**REQUIRED ACTIONS:**
[a] Answer these from the Slate Retail REIT earnings call transcript, one per line:
(i) Who is listed as the CFO?
(ii) Which firm's research division does Pammi Bir represent?
(iii) What name does the conference operator give?
[b] Write the next part of the Slate Retail REIT earnings call transcript, starting right after the operator's welcome.

**PASSAGE:**
U.S. Markets closed

Edited Transcript of SRT.UN.TO earnings conference call or presentation 31-Jul-19 1:00pm GMT

Q2 2019 Slate Retail REIT Earnings Call

Toronto Aug 5, 2019 (Thomson StreetEvents) -- Edited Transcript of Slate Retail REIT earnings conference call or presentation Wednesday, July 31, 2019 at 1:00:00pm GMT

TEXT version of Transcript

================================================================================

Corporate Participants

================================================================================

* Greg Stevenson

Slate Retail REIT - CEO

* Madeline Sarracini

Slate Retail REIT - Analyst, Business Development & IR

* Robert Armstrong

Slate Retail REIT - CFO

================================================================================

Conference Call Participants

================================================================================

* Himanshu Gupta

GMP Securities L.P., Research Division - VP & Equity Research Analyst

* Pammi Bir

RBC Capital Markets, LLC, Research Division - Analyst

* Sumayya Hussain

CIBC Capital Markets, Research Division - Associate

================================================================================

Presentation

--------------------------------------------------------------------------------

Operator [1]

--------------------------------------------------------------------------------

Good morning. My name is Marryama, and I will be your conference operator today. At this time, I would like to welcome everyone to the Slate Retail REIT Second Quarter 2019 Financial Results Conference Call. (Operator Instructions) Thank you.

**MATERIAL PROVIDED:**
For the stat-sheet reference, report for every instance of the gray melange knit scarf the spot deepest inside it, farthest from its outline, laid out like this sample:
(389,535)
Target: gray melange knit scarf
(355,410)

**TASK-BY-TASK OUTPUTS:**
[a]
(i) Robert Armstrong
(ii) RBC Capital Markets, LLC
(iii) Marryama

[b]
I would now like to turn the call over to Madeline Sarracini, Investor Relations. You may begin your conference.

--------------------------------------------------------------------------------

Madeline Sarracini, Slate Retail REIT - Analyst, Business Development & IR [2]

--------------------------------------------------------------------------------

Thank you, operator. And good morning, everyone. Welcome to the Second Quarter 2019 conference call for Slate Retail REIT. I'm joined today by Greg Stevenson, Chief Executive Officer; and Robert Armstrong, Chief Financial Officer.

Before getting started, I'd like to remind participants that our discussions today may contain forward-looking statements and therefore ask you to familiarize yourself with the disclaimers regarding forward-looking statements as well as non-IFRS financial measures, both of which can be found in management's discussion and analysis. You can visit Slate Retail REIT's website to access all of the REITs financial disclosure, including our Q2 2019 investor update, which is available now. I will now hand over the call to Greg Stevenson for opening remarks.

--------------------------------------------------------------------------------

Greg Stevenson, Slate Retail REIT - CEO [3]

--------------------------------------------------------------------------------

Thank you, Madeline, and thank everyone for joining the call today. We continue to gain momentum in the second quarter, and our achievements reflect both the team's tremendous efforts and highlight the durability and attractiveness of the REIT's grocery-anchored and necessity-based portfolio.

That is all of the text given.